• **Required action**
Return exactly the line that contains "Query: blurred background player" and all lines beneath it in the entries, through the very last one.

• **Input data**

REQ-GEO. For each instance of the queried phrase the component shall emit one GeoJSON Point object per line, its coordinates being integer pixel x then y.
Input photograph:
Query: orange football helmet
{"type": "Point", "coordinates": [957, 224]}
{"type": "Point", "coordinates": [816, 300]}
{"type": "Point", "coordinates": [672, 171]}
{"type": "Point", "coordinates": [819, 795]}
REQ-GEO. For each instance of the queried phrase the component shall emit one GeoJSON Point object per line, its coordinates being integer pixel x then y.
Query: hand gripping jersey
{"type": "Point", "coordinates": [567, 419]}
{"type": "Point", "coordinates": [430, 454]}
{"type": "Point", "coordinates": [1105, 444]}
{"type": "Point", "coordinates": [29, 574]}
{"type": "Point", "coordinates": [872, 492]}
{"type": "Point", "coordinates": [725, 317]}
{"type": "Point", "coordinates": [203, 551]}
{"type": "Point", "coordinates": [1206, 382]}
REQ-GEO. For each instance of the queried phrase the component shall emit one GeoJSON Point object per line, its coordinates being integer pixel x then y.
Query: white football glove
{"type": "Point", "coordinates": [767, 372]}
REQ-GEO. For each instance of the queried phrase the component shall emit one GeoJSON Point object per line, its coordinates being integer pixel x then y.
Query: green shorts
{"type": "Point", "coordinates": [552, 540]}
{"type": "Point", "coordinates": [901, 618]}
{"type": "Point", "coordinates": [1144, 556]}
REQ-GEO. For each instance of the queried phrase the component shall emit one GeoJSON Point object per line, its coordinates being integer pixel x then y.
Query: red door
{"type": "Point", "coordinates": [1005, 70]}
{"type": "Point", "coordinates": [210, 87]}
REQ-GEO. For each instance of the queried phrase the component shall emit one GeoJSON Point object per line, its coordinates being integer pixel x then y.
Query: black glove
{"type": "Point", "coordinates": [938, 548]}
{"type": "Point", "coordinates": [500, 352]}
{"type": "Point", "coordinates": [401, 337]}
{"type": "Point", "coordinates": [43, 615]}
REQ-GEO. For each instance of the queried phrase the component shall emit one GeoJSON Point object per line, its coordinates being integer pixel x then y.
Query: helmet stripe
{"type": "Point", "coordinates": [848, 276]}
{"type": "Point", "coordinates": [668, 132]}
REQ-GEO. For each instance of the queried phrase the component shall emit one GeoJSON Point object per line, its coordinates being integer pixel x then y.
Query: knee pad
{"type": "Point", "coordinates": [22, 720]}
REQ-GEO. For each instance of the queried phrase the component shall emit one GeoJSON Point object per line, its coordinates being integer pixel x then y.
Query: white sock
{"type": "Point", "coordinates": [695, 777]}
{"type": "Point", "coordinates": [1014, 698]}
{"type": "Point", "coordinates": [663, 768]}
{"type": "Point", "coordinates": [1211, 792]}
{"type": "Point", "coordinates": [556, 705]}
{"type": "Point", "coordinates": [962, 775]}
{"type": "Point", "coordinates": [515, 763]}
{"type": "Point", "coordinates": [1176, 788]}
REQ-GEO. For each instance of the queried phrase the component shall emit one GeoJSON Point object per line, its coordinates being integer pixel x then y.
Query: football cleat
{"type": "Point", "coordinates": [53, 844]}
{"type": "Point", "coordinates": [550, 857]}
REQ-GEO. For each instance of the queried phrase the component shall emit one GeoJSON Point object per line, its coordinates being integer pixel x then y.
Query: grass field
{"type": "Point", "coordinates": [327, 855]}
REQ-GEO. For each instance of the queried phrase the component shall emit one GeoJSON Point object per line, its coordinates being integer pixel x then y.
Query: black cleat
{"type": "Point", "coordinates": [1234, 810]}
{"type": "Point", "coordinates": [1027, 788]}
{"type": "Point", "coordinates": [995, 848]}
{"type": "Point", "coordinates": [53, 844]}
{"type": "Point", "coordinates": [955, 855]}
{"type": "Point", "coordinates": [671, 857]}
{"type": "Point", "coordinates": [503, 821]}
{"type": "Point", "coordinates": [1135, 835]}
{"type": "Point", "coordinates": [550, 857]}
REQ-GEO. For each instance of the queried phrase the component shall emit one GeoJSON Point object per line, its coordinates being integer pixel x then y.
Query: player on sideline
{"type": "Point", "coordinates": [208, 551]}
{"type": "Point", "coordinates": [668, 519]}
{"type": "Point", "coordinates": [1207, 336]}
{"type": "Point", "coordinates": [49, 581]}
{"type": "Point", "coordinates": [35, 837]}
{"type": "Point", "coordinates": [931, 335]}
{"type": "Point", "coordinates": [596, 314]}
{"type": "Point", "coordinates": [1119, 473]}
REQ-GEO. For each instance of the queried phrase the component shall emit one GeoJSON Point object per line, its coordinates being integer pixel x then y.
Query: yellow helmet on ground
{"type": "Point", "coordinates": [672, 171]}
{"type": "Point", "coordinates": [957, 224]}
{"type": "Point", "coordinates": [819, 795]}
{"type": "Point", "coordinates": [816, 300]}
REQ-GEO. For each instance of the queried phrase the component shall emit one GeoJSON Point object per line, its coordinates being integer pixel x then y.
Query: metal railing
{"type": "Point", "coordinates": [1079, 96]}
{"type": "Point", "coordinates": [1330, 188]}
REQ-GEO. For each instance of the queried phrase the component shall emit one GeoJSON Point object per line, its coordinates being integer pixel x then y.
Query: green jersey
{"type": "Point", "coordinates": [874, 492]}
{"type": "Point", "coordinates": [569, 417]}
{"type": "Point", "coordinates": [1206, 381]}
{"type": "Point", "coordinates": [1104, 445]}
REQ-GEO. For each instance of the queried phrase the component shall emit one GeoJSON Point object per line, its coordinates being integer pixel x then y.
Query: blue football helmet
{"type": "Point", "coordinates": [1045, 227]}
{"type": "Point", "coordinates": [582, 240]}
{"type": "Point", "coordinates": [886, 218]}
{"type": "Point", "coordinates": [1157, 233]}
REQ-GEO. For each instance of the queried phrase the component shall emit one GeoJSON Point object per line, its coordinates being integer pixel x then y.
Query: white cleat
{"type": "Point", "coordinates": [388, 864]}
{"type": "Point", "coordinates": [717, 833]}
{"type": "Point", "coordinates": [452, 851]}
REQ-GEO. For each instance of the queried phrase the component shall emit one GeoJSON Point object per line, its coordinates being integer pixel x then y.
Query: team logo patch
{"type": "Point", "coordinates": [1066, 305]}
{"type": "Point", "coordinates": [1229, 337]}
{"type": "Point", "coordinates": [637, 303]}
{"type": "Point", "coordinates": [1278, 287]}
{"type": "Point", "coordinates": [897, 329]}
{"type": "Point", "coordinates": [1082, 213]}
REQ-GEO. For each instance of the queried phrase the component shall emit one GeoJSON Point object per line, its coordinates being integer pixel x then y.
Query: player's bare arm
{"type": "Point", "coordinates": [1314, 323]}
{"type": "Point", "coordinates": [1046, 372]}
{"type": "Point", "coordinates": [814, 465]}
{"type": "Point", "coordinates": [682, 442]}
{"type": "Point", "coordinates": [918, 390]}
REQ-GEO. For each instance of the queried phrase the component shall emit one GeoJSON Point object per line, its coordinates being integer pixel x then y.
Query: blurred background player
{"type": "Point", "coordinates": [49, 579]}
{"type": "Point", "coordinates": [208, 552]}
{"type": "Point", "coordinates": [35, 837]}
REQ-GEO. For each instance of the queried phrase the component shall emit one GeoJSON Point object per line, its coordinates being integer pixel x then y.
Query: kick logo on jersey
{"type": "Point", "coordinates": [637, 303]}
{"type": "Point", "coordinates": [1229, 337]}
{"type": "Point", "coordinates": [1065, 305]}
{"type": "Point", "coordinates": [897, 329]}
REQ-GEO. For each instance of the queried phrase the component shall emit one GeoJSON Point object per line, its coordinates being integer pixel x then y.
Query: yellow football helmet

• **Completed exercise**
Query: blurred background player
{"type": "Point", "coordinates": [49, 579]}
{"type": "Point", "coordinates": [208, 552]}
{"type": "Point", "coordinates": [35, 837]}
REQ-GEO. For each instance of the queried phrase the component shall emit one GeoJSON Point object per line, its coordinates being integer pixel x then y.
Query: kick logo on jersey
{"type": "Point", "coordinates": [637, 303]}
{"type": "Point", "coordinates": [1229, 337]}
{"type": "Point", "coordinates": [1065, 305]}
{"type": "Point", "coordinates": [897, 329]}
REQ-GEO. For each instance of the queried phrase the component shall emit one GeoJSON Point object per line, its coordinates being integer pixel x then y.
Query: yellow football helmet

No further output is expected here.